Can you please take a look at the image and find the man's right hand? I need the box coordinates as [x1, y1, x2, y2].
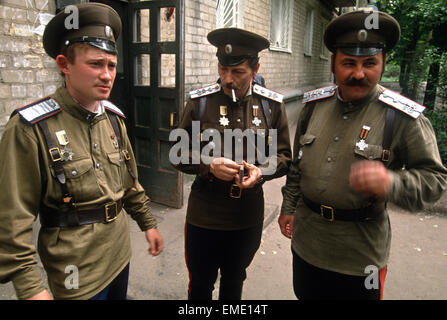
[278, 214, 294, 239]
[210, 158, 239, 181]
[27, 290, 53, 300]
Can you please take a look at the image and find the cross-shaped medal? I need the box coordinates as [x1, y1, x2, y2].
[355, 139, 368, 151]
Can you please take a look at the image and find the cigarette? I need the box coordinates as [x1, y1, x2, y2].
[239, 164, 244, 183]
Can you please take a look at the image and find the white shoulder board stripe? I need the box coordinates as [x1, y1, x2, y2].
[302, 85, 337, 103]
[17, 97, 61, 124]
[102, 100, 126, 118]
[379, 90, 425, 119]
[253, 84, 284, 103]
[189, 83, 221, 99]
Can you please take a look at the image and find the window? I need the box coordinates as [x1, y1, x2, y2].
[216, 0, 245, 28]
[320, 19, 329, 60]
[270, 0, 293, 52]
[304, 8, 314, 56]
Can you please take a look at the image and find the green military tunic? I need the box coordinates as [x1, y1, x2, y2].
[176, 84, 291, 230]
[0, 87, 156, 299]
[281, 85, 447, 276]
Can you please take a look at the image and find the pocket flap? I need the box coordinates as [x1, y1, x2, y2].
[300, 133, 315, 145]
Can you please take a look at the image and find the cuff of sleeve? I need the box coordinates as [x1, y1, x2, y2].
[12, 267, 46, 300]
[385, 170, 400, 202]
[136, 212, 157, 231]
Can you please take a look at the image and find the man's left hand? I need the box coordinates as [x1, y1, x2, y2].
[145, 228, 163, 256]
[349, 160, 390, 198]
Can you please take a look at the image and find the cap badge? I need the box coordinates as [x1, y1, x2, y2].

—————

● Set problem
Rewrite the rows above as a numbered list, skipping any blank lines and omitting the pictures.

● Completed task
1. Can you please take a look at the image and find the man's right hand? I need the box coordinates as [x1, y1, x2, y2].
2. [278, 214, 294, 239]
3. [210, 158, 239, 181]
4. [27, 290, 53, 300]
5. Can you please take a look at the image and find the cross-shaped medal? I need the box coordinates as [x1, y1, x2, y2].
6. [355, 139, 368, 151]
7. Can you please take a look at the image and find the cigarette? I need the box coordinates as [x1, y1, x2, y2].
8. [239, 164, 244, 183]
9. Can you please take a look at the image and find the white shoulder board stripe? I need the box coordinates as [x1, y1, x2, y2].
10. [302, 85, 337, 103]
11. [17, 97, 61, 124]
12. [102, 100, 126, 118]
13. [379, 90, 425, 119]
14. [253, 84, 284, 103]
15. [189, 83, 221, 99]
16. Can you please take a look at the image and find the window? I need the box coordinates as [x1, y1, x2, y2].
17. [216, 0, 245, 28]
18. [320, 19, 329, 60]
19. [270, 0, 293, 52]
20. [304, 8, 314, 56]
21. Can you please take a look at the image and find the green military tunic? I need the box coordinates as [x1, y1, x2, y2].
22. [176, 84, 291, 230]
23. [0, 87, 156, 299]
24. [281, 85, 447, 276]
25. Can you please take a look at the image and find the pocket flap? I need the box coordinates as [x1, y1, x2, y2].
26. [300, 133, 315, 145]
27. Can you please take a look at the image and find the cuff of sleeve? I need the box coordinates as [x1, y1, x2, y2].
28. [12, 267, 46, 300]
29. [385, 170, 400, 202]
30. [136, 212, 157, 231]
31. Can you please take a look at the image and find the man's left hand? I need the box coordinates as [x1, y1, x2, y2].
32. [145, 228, 163, 256]
33. [349, 160, 390, 198]
34. Can you please take a look at the image and find the cap badge? I need the box coordinates as [x1, y1, x2, y2].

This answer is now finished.